### STATED PROBLEM 1
Reproduce the passage of the AD discussion starting at "(And if you" and ending at "It intrigues me.".
### STATED PROBLEM 2
Continue the AD discussion from the point where it stops.
-- START OF READING TEXT --
I have been advocating AD for many applications over recent years. It has been an uphill struggle. It is often incorrectly assumed that I am talking about numerical or symbolic differentiation. Programmers will often assert that what I am describing is completely impossible. But when they grasp what I am explaining the response often changes to "why didn't anyone tell me about this years ago?" It is disappointing to see two major contributors to computer science whose work I greatly respect scaring away potential users with FUD about a non-existent problem.

(And if you got here but skipped the update at the top you really need to go to the top as I now think Siskind and Pearlmutter have a good point! I'm leaving the above just for the sake of posterity.)

## 18 comments:

I was also puzzled by the problem claimed in that paper. But then at the end of the paper S&P presented Haskell code that they claimed would demonstrate the problem.

I didn't try out this code. Does their presented code actually demonstrate a problem? Or does it fail with a type error such as the ones you showed? Or something else?

Where can I find a nice accessible introduction to AD? It intrigues me.

Here's an example (by Barak Perlmutter, which he provided me some time ago) where the Haskell code really does give an incorrect answer.

d (\x -> (d (x*) 2)) 1

This gives an incorrect answer when you keep the rank 1 type assigned by type inference to d. However, if you write the rank 2 type that d should logically have:

dd :: Num t => (forall a. Num a => a -> a) -> t -> t

then it fails with an error as well.

Anonymous, I wrote what I think is a very accessibly introduction some 4 or so years ago.
-- END OF READING TEXT --
-- START OF RECORDED DATA --
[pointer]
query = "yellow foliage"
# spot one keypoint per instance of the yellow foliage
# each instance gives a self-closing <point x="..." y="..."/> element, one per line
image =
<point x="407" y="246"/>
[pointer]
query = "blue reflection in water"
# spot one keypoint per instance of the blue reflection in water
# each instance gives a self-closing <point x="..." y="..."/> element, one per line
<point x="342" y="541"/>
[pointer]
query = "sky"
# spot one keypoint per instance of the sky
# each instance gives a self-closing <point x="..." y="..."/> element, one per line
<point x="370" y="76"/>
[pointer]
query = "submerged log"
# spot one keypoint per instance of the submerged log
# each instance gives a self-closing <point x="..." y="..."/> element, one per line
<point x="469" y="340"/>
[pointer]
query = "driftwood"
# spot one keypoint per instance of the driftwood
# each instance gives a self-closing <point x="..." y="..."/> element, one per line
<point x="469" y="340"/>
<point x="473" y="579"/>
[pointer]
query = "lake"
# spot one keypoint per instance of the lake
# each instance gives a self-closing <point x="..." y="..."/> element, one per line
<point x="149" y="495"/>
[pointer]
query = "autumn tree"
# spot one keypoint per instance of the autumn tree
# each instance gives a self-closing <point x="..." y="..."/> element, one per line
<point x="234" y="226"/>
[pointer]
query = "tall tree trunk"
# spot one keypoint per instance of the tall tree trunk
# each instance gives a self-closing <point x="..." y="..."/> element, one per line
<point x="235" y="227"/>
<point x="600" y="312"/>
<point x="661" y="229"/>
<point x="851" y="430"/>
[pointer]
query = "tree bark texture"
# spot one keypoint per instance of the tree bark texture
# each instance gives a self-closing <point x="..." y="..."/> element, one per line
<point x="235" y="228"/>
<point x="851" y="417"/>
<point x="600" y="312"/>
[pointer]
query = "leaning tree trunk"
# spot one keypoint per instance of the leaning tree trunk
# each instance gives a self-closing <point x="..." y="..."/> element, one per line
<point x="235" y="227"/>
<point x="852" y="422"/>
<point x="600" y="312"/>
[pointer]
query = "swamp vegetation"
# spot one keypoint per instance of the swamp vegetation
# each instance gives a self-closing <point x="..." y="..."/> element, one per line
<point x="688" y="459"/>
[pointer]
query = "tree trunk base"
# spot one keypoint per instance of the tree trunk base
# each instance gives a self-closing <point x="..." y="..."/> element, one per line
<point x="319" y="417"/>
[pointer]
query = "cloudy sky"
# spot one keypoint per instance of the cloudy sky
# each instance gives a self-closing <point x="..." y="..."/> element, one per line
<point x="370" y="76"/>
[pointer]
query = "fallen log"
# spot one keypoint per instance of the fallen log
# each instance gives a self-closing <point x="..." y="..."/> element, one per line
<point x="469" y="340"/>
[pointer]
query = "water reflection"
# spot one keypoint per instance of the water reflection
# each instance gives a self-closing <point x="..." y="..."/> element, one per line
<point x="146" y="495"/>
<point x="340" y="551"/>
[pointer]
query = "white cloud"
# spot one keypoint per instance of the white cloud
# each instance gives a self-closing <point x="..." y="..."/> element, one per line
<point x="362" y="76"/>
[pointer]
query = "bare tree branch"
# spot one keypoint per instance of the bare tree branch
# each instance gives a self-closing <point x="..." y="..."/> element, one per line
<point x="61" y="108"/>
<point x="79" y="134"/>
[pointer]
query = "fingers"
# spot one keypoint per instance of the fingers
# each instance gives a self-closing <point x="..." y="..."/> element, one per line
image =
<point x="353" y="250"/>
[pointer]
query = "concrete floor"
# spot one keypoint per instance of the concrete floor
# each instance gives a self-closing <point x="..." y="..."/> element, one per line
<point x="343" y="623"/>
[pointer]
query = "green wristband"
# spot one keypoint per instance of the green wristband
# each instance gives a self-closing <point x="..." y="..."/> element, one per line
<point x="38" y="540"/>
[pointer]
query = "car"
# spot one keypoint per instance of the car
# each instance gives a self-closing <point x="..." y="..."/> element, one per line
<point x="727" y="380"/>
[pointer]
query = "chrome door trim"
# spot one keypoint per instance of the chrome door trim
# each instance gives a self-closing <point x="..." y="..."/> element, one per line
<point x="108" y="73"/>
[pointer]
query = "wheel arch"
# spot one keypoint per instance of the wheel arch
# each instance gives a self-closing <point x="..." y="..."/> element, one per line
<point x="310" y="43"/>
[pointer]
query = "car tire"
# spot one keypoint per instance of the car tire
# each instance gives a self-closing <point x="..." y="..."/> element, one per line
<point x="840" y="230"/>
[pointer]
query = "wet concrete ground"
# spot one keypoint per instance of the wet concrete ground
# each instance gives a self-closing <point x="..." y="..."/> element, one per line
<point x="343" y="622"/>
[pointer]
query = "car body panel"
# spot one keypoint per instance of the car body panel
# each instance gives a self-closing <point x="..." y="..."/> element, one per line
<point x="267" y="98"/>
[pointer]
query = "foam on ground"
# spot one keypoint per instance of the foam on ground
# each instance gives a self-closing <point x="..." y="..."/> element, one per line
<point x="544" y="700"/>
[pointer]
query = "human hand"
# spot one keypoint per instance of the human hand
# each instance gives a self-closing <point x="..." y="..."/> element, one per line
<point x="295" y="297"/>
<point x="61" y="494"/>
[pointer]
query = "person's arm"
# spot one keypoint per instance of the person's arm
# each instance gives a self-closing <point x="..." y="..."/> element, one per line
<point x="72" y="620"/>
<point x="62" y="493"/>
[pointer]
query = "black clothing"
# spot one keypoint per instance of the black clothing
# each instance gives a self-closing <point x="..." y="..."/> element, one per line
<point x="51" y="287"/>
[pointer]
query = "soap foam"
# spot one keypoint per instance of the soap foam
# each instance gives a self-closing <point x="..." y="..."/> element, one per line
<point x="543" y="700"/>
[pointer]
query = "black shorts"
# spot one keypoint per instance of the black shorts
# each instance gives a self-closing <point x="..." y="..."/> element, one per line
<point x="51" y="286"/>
-- END OF RECORDED DATA --
### WRITTEN ANSWER 1
(And if you got here but skipped the update at the top you really need to go to the top as I now think Siskind and Pearlmutter have a good point! I'm leaving the above just for the sake of posterity.)

## 18 comments:

I was also puzzled by the problem claimed in that paper. But then at the end of the paper S&P presented Haskell code that they claimed would demonstrate the problem.

I didn't try out this code. Does their presented code actually demonstrate a problem? Or does it fail with a type error such as the ones you showed? Or something else?

Where can I find a nice accessible introduction to AD? It intrigues me.

### WRITTEN ANSWER 2
http://cdsmith.wordpress.com/2007/11/29/some-playing-with-derivatives/

If you write some Haskell code that requires lifts (that includes code like that using monad transformers or using fmaps with functors) but deliberately leave out the lifts and then at the end hunt around at random to find places where you can insert lifts to keep the type checker happy, then you can expect buggy code.

S&P exhibit the function called constant_one with type signature: Num a => D a -> a. The type signature should make you suspicious. In fact constant_one (D 10 1), say, is not 1. You don't fix the code by inserting a lift at "at the point of type violation". I'm not sure what to call that kind of debugging. When I debug code I think about the semantics of what I'm doing.

Note that you can write an analogous version of should_be_one for the symbolic differentiator too.

Chris,

> the Haskell code really does give an incorrect answer.

That's no incorrect answer. You've asked to evaluate the derivative at a weird value, not the integer 1. But I agree that it could be misread as 1, especially to someone not familiar with the Num typeclass. So you've convinced me that there are indeed dangers here. I've modified my position with an update.

I get a slightly different error message for example1:

*Main> d (\x -> x*(d (\y -> x+y) 1)) 1

<interactive>:1:12:

Occurs check: cannot construct the infinite type: a = D a

Expected type: D a

Inferred type: a

In the second argument of `(*)', namely `(d (\ y -> x + y) 1)'

In the expression: x * (d (\ y -> x + y) 1)

And now something curious happens: based solely on this error message my initial, arguably naive guess would be to insert lift around the second argument of (*), like this:

*Main> d (\x -> x * lift (d (\y -> x+y) 1)) 1

2

This even typechecks, but produces the wrong answer. How do you know where to insert lift? The type system does not help you here.

@Oleksandr Just inserting lifts anywhere to make the expression typecheck isn't good practice. It's easy to write code that typechecks but isn't correct.

The easiest rule i can suggest for now is that you need to place it around any real-valued variable involved in the computation that the lambda captures from its environment. In this case 'lift x'. It'd be nice if the type system could spot when we need this but I don't know if it can. I've never had any difficulty applying this rule but now I'm concerned that there may be situations where it's hard to apply it. I can't think of one.

Is the problem Haskell's overloading of numeric literals? I.e. would explicitly annotating them always fix things?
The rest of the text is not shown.